* _Assigned task_
All that is needed is every record, duplicated exactly.

Extracted data entries

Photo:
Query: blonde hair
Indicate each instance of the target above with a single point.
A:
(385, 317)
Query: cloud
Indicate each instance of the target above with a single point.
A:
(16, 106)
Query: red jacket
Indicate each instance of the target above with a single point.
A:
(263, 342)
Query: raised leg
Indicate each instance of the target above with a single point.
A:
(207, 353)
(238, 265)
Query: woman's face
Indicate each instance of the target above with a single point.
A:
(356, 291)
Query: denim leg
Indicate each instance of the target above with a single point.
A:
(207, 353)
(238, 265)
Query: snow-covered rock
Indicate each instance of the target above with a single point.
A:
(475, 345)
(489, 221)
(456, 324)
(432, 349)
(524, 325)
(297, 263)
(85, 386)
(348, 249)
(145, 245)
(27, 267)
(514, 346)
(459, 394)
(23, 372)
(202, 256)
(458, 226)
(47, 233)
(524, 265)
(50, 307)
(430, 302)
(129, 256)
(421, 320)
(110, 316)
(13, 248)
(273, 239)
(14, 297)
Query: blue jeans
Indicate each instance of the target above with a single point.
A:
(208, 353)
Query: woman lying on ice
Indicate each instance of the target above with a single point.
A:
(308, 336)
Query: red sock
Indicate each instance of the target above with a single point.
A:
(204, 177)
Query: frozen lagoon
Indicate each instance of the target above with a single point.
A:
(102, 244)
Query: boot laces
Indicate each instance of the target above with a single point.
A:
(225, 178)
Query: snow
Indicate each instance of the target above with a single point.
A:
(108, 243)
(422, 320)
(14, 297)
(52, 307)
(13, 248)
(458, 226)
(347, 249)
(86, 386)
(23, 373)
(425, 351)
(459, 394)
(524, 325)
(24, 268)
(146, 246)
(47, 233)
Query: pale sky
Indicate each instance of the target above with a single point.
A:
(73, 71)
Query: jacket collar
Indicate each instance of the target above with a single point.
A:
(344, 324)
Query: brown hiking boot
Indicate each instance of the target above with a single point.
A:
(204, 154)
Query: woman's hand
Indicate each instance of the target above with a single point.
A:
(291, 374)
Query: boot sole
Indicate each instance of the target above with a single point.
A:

* _Task result_
Photo:
Query: blonde hair
Indicate each instance of the target above with a single point.
A:
(385, 317)
Query: cloud
Indicate each instance of the target above with a single point.
A:
(16, 106)
Query: red jacket
Indicate each instance of the target above with a single point.
A:
(263, 342)
Query: raised leg
Indicate each instance of the target above with a single point.
A:
(207, 353)
(238, 265)
Query: woman's face
Indicate each instance of the target above with a single point.
A:
(356, 291)
Query: denim leg
Indicate each instance of the target above with a single point.
A:
(207, 353)
(238, 265)
Query: snow-covered rock
Indicate each instance of the target above with a single point.
A:
(475, 345)
(489, 221)
(456, 324)
(432, 349)
(524, 325)
(297, 263)
(85, 386)
(348, 249)
(145, 245)
(27, 267)
(514, 346)
(459, 394)
(23, 372)
(202, 256)
(458, 226)
(47, 233)
(524, 265)
(50, 307)
(430, 302)
(129, 256)
(421, 320)
(110, 316)
(13, 248)
(273, 239)
(14, 297)
Query: blue jeans
Indicate each instance of the target above with a single point.
A:
(208, 353)
Query: woman lying on ice
Indicate each instance of the target above with a single point.
A:
(308, 336)
Query: red sock
Indicate each instance of the target above with a single point.
A:
(204, 177)
Query: frozen lagoon
Indicate each instance of the target above with a single point.
A:
(102, 244)
Query: boot laces
Indicate each instance of the target above with a single point.
A:
(225, 178)
Query: snow
Indicate each instance of the target above with a single point.
A:
(108, 243)
(422, 320)
(14, 297)
(52, 307)
(13, 248)
(458, 226)
(347, 249)
(86, 386)
(23, 373)
(425, 351)
(459, 394)
(524, 325)
(24, 268)
(146, 246)
(47, 233)
Query: pale sky
Indicate each instance of the target above with a single point.
A:
(73, 71)
Query: jacket collar
Indicate each instance of the target above with a single point.
A:
(344, 324)
Query: brown hiking boot
Indicate each instance of the target above with a single point.
A:
(204, 154)
Query: woman's hand
Indicate each instance of the target above with a single point.
A:
(291, 374)
Query: boot sole
Indicate each instance of the target above with a single point.
A:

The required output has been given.